WHAT YOU HAVE TO DO.
Return every line of the items below as a JSON list of strings, one string per line, with blank lines dropped. Leave the pictures out of the answer.
-- Begin ITEMS --
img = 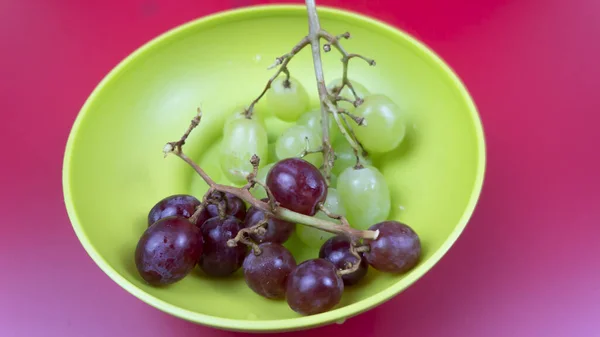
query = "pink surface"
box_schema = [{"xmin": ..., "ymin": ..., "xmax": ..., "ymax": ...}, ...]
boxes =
[{"xmin": 0, "ymin": 0, "xmax": 600, "ymax": 337}]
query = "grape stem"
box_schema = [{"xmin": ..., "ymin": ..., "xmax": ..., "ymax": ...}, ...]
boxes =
[
  {"xmin": 227, "ymin": 218, "xmax": 268, "ymax": 255},
  {"xmin": 337, "ymin": 244, "xmax": 370, "ymax": 276},
  {"xmin": 298, "ymin": 137, "xmax": 323, "ymax": 158},
  {"xmin": 306, "ymin": 0, "xmax": 339, "ymax": 182},
  {"xmin": 163, "ymin": 110, "xmax": 379, "ymax": 240},
  {"xmin": 319, "ymin": 203, "xmax": 350, "ymax": 227},
  {"xmin": 305, "ymin": 0, "xmax": 375, "ymax": 176},
  {"xmin": 338, "ymin": 109, "xmax": 367, "ymax": 126},
  {"xmin": 246, "ymin": 36, "xmax": 310, "ymax": 118}
]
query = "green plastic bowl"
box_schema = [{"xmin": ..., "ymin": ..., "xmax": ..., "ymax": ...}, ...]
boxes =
[{"xmin": 63, "ymin": 6, "xmax": 485, "ymax": 331}]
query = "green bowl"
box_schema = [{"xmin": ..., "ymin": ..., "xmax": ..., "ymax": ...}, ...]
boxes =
[{"xmin": 63, "ymin": 6, "xmax": 485, "ymax": 331}]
-- End ITEMS --
ANSWER IN FULL.
[
  "img = ",
  "query = \"pink surface\"",
  "box_schema = [{\"xmin\": ..., \"ymin\": ..., \"xmax\": ..., \"ymax\": ...}, ...]",
  "boxes =",
  "[{\"xmin\": 0, \"ymin\": 0, \"xmax\": 600, \"ymax\": 337}]",
  "query = \"grape stem\"",
  "box_schema = [{\"xmin\": ..., \"ymin\": ..., \"xmax\": ..., \"ymax\": ...}, ...]",
  "boxes =",
  "[",
  "  {\"xmin\": 227, \"ymin\": 218, \"xmax\": 268, \"ymax\": 255},",
  "  {\"xmin\": 337, \"ymin\": 244, \"xmax\": 370, \"ymax\": 276},",
  "  {\"xmin\": 298, \"ymin\": 137, \"xmax\": 323, \"ymax\": 158},",
  "  {\"xmin\": 306, \"ymin\": 0, \"xmax\": 339, \"ymax\": 182},",
  "  {\"xmin\": 163, \"ymin\": 110, \"xmax\": 379, \"ymax\": 240},",
  "  {\"xmin\": 319, \"ymin\": 203, \"xmax\": 350, \"ymax\": 227},",
  "  {\"xmin\": 305, \"ymin\": 0, \"xmax\": 375, \"ymax\": 176},",
  "  {\"xmin\": 338, \"ymin\": 109, \"xmax\": 367, \"ymax\": 126},",
  "  {\"xmin\": 246, \"ymin\": 36, \"xmax\": 310, \"ymax\": 118}",
  "]",
  "query = \"green plastic bowl\"",
  "box_schema = [{\"xmin\": ..., \"ymin\": ..., \"xmax\": ..., \"ymax\": ...}, ...]",
  "boxes =",
  "[{\"xmin\": 63, \"ymin\": 6, \"xmax\": 485, \"ymax\": 331}]",
  "query = \"green bowl\"",
  "box_schema = [{\"xmin\": ..., \"ymin\": ..., \"xmax\": ..., \"ymax\": ...}, ...]",
  "boxes =",
  "[{\"xmin\": 63, \"ymin\": 6, \"xmax\": 485, \"ymax\": 331}]"
]